Objective 1
In the post on homework completion and learning, what average semester grade did C block students with zero late assignments earn?
Objective 2
Carry on the post about homework completion and learning, picking up right after its last sentence.

Page
-------

Is There a Correlation between Homework Completion and Learning?

I've just started a weekend workshop on data and assessment to drive student learning. We are being facilitated by Jennifer Sparrow, who is the assessment and data instructor at Singapore American School. As a member of the data committee of our school, we got the chance to meet with Mrs. Sparrow this afternoon for ideas for how our school could use data before the conference starts tomorrow and I left thinking about the concept of homework and its assessment as an means of student learning. I went home on Friday afternoon and spent the evening collecting and analyzing data from my first semester's math classes on a Friday night. Can you say "nerd"?

Does Doing Homework Lead to Learning?
Alfie Kohn argues no. He cites a number of case studies that say homework is no indicator of student learning in his book "The Homework Myth". I have met a number of educators that have accepted his conclusions as fact, but the thing that Mr. Kohn fails to mention in his book is the variablity and breadth of what homework is. For example, he does not mention what forms homework can take, nor does he mention the wide range of how homework is assessed. For his argument, homework is ultimately dreary, a chore and unrelated to learning outcomes.

I kindly disagree. Some teachers have insightful discussions about a homework assignment. Some merely give it a cursory glance and a rubber stamp. Some grade it, some don't. Such a variable must give the teacher the onus to assess whether or not learning outcomes are supported by its usage, and not merely use it as a means of grade inflation or deflation. It's an entry level formative assessment. However, homework, if assigned, must be meaningful, interesting and open-ended.

Getting back to data, I took it upon myself to answer the question: "Is there a correlation between homework completion and learning?" For this case study, I took a spreadsheet and graphed the number of missing or late assignments and what a student's semester grade was as a percentage by the end of first semester. I use a flipped classroom model which has very open ended responses but if assignments were not completed, students were asked to resubmit.


Analysis of C Block
For my "C" block class above, there is is a obvious but subtle negative correlation. Generally, the more assignments a student did not complete on time, the lower their semester grade was as a percentage. Students that completed all their assignments and had "0" marked as late had an average semester grade of 90.2% or an "A-". There were some outliers though. I had a student that had 4 late assignments who achieved a 91%. Also, I had a student that didn't complete four assignments (as pictured above) who had the lowest grade in the class at 70%. The lowest end of the range was a student that didn't complete 12 assignments on time or were incomplete who achieved 72%.

 
Analysis of H Block 
In the analysis of H block, there is also a negative correlation with noticeable outliers. One student had 12 late assignments and achieved an 85%. Also, one student that had 4 missing assignments which is well above the line of best fit. Still, group averages continue to support the hypothesis that more independent practice will raise mean understanding.

-------

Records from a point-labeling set
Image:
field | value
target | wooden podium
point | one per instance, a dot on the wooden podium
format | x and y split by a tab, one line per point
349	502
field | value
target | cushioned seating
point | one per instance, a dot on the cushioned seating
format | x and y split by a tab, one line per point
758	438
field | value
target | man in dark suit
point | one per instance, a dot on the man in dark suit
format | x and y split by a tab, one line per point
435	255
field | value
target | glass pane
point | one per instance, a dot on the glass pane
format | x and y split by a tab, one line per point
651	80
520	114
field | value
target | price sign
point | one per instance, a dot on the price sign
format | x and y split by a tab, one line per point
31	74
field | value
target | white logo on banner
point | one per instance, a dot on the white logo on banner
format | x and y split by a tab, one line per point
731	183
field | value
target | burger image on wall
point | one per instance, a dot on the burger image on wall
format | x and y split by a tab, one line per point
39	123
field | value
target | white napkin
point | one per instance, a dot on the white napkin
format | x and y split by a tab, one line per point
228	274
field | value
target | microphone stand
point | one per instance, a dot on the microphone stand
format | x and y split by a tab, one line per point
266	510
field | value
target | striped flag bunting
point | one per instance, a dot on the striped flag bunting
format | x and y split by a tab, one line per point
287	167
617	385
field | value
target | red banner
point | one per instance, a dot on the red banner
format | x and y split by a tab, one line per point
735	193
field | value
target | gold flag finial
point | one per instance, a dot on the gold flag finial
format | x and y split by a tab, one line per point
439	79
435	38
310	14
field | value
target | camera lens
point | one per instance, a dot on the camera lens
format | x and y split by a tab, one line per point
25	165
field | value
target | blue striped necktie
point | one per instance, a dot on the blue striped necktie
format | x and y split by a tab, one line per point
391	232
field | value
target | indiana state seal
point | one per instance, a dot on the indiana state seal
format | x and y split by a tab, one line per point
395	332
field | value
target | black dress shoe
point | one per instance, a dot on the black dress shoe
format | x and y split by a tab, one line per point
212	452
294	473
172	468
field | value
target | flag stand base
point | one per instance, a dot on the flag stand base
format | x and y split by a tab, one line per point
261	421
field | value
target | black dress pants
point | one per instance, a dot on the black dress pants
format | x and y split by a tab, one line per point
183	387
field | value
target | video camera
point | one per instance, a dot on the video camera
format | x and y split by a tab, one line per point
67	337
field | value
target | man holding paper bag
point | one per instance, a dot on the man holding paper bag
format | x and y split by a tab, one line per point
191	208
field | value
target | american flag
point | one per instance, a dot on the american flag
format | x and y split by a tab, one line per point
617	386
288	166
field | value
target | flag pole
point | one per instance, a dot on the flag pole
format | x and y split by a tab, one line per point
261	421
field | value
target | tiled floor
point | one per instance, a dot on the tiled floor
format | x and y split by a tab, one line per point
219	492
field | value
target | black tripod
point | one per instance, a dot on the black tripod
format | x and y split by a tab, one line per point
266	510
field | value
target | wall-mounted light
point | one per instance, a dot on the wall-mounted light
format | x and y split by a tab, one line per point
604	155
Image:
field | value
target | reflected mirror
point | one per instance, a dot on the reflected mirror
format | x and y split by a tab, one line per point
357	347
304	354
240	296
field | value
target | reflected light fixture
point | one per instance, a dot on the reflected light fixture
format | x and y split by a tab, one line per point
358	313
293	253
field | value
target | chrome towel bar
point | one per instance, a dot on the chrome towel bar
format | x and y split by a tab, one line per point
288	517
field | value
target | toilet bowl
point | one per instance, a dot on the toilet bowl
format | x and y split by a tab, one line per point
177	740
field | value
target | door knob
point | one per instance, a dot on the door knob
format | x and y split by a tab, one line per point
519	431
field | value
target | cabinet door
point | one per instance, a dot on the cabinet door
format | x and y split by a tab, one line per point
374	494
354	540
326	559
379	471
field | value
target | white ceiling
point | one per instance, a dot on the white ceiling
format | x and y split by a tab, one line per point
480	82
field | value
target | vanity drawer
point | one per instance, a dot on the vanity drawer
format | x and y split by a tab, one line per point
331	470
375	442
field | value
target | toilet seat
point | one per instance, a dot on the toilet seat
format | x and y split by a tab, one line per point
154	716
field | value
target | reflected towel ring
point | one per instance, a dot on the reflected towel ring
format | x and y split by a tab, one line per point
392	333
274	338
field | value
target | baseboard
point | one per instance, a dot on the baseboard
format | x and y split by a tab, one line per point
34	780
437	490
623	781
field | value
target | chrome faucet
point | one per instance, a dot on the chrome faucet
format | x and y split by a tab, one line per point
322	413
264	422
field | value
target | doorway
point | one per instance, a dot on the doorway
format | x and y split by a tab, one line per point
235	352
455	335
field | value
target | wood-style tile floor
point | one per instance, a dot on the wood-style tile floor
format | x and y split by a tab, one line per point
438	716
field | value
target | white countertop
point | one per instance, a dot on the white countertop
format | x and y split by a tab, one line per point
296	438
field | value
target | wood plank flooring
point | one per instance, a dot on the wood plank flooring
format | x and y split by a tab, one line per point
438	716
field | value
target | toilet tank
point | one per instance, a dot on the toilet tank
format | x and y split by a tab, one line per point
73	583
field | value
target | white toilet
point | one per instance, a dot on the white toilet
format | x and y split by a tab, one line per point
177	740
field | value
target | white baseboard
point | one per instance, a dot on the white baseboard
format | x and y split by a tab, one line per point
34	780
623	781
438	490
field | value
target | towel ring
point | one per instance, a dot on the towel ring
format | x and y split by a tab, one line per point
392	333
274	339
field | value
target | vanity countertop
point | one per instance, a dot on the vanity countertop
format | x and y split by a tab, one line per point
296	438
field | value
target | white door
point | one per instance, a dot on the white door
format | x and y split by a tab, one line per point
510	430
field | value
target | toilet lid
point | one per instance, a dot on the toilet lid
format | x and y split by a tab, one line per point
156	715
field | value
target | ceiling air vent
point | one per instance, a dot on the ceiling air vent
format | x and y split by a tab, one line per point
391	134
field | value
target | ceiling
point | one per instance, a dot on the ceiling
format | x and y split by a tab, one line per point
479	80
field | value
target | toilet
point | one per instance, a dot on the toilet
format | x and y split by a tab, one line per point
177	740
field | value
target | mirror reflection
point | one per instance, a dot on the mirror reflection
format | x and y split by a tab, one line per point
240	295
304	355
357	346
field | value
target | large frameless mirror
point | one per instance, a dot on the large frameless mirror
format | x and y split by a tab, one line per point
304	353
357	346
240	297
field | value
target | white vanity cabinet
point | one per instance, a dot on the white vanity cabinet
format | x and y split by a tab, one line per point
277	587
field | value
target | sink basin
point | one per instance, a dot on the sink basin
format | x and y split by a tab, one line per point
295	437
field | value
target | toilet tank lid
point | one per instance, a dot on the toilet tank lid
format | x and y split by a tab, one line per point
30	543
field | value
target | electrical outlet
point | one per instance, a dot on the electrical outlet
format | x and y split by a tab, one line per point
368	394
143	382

-------

Final result 1
90.2%, an A-

Final result 2
Sources of Error
This measure does not take into account the work that students did in class following the flipped learning model. Generally, students that had homework completed (notes, front loading of concepts ahead of time) came better prepared and used time more efficiently for in-class practice. Students that did not required more modelling, which gave less time for independent practice. The data points also represent individuals or groups of individuals which may affect sample size. There is also subjectivity regarding what it means for homework to be "well done". As the classroom teacher, if assignments were well written with explanations, definitions, and conjectures supported by examples, an assignment was reported as "complete".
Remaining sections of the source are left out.